Instructions to follow —
Answer these questions from the article on Senedd candidate lists.
1. Which body said the Bill may breach the Equality Act?
2. If a party puts forward two or more candidates for a constituency, what share of its list must be women?
3. Who is the minister responsible for the legislation?

Page text —
%%

Gender self-ID candidate list for Senedd may be illegal

The Welsh Government has been warned that allowing Senedd parliamentary candidates to self-declare their gender risks legal action.

Under the Senedd Cymru (Electoral Candidate Lists) Bill, all candidates on a party’s list are required “to state either whether they are, or are not, a woman”.

But the Equality and Human Rights Commission (EHRC) said the Bill may be in breach of the Equality Act as it fails to define the term ‘woman’.

Men can stand as women

According to Senedd Research, the parliament’s information service, the new law “aims to ensure the Senedd is more representative of the gender-make up of Wales”.

Consequently, it said, where any party puts forward two or more candidates for a constituency, the Bill requires that at least 50 per cent of those on the list must be women.

In March, Jane Hutt MS – the minister responsible for the legislation – explained that “it will be up individuals to state their gender”, and that no checks would be made as to the “accuracy of any of the information provided”.

%%

Data shown —
%%

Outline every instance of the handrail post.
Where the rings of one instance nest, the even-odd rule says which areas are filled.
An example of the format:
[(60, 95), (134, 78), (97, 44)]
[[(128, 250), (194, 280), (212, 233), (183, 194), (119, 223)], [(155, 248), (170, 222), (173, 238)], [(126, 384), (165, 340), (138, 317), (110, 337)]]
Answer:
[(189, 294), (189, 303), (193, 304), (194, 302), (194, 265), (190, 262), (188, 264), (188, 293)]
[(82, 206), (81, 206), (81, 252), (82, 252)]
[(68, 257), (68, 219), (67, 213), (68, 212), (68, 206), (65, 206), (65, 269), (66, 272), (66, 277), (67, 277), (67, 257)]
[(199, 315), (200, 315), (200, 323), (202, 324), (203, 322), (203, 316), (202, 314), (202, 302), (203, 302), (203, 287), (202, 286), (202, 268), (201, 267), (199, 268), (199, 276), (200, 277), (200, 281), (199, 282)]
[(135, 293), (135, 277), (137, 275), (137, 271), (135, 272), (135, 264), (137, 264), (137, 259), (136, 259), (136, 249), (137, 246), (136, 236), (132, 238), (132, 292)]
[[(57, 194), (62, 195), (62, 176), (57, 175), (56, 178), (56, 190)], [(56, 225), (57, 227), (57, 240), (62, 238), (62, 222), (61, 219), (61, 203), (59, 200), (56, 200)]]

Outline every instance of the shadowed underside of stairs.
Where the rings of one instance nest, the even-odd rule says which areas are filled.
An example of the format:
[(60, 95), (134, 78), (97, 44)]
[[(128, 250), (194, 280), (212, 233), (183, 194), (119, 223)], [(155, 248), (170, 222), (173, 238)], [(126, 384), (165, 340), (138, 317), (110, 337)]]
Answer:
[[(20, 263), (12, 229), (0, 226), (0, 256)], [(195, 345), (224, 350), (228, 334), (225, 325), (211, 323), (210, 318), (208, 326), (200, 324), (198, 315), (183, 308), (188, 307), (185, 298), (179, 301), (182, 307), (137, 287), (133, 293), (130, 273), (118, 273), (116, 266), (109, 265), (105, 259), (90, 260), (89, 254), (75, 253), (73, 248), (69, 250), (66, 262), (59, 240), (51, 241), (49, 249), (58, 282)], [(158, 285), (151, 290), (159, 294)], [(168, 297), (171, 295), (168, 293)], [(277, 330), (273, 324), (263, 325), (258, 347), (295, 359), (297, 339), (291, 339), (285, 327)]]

%%

Answer section —
1. The Equality and Human Rights Commission (EHRC)
2. At least 50 per cent
3. Jane Hutt MS